*Objective a*:
Copy the listing line for line, from its first line through the line containing "Please outline every".

*Source text*:
**********

وضعیت مسکن در شهر ادمونتون -البرتا – هنوز مشخص نشده است
Edmonton real estate market looking unsettled, expert says
اخبار ایرانیان کا نادا -irca Newsسه شنبه17 ژانویه 2017- – 28دی 95
قمیت ها پایین نیامده است ولی خریداران بدلیل اقتصاد آلبرتا و سیاست دولت استانی افزایش نیافته اند .
Edmonton has been sailing through relatively calm waters during Alberta’s economic meltdown, but there could be choppy days ahead, real estate specialist Don Campbell said Tuesday.
The capital has benefited from a stable government workforce and such major construction projects as northeast Anthony Henday Drive, Rogers Place and towers in the Ice District, said Campbell, senior analyst at the Real Estate Investment Network.
But much of the building work is finished, and deficit-laden governments won’t take on many new employees this year, which could lead to a softening economy that isn’t good for housing prices, he said.

**********

*Task input*:
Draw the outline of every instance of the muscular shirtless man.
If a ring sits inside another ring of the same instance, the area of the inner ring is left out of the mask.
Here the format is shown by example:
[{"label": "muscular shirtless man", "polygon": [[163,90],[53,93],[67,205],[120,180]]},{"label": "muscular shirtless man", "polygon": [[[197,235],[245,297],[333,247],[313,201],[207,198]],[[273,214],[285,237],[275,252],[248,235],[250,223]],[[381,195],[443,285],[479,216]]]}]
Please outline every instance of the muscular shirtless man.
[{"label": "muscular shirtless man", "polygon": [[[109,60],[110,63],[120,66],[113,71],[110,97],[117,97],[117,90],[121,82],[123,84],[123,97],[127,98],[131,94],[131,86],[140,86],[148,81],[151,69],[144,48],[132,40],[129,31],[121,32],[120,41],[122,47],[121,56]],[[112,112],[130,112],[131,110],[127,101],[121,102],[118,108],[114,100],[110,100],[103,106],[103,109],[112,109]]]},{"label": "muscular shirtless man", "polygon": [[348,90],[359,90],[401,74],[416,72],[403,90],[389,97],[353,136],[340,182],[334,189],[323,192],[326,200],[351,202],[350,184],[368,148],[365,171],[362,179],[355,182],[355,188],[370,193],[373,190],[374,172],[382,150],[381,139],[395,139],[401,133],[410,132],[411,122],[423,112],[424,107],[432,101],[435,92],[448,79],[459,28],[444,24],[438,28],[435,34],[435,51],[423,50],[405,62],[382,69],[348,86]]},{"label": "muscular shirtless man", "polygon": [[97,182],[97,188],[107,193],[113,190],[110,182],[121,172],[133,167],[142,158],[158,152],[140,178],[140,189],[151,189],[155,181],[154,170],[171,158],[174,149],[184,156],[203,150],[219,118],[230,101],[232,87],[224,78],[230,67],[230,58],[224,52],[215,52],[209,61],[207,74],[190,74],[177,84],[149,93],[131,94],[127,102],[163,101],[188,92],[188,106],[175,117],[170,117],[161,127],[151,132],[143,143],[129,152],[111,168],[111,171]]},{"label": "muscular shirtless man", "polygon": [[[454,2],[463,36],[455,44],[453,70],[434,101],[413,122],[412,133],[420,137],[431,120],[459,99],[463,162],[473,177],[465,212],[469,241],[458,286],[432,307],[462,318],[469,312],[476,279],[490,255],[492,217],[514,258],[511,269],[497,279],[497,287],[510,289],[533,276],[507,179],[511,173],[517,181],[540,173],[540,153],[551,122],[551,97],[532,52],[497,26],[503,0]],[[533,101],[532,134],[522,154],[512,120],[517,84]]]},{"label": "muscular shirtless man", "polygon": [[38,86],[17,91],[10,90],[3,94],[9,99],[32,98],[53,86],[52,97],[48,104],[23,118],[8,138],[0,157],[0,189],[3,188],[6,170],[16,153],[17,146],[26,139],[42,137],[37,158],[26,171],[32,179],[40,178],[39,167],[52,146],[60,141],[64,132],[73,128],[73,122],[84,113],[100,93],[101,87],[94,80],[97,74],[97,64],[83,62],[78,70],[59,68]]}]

**********

*Objective b*:
Answer these from the Edmonton real estate article:
(i) What position does Don Campbell hold?
(ii) Which construction projects does the article name as having benefited the capital?
(iii) According to Campbell, what is a softening economy not good for?

*Task solution a*:
Draw the outline of every instance of the muscular shirtless man.
If a ring sits inside another ring of the same instance, the area of the inner ring is left out of the mask.
Here the format is shown by example:
[{"label": "muscular shirtless man", "polygon": [[163,90],[53,93],[67,205],[120,180]]},{"label": "muscular shirtless man", "polygon": [[[197,235],[245,297],[333,247],[313,201],[207,198]],[[273,214],[285,237],[275,252],[248,235],[250,223]],[[381,195],[443,285],[479,216]]]}]
Please outline every instance of the muscular shirtless man.

*Task solution b*:
(i) Senior analyst at the Real Estate Investment Network
(ii) Northeast Anthony Henday Drive, Rogers Place and towers in the Ice District
(iii) Housing prices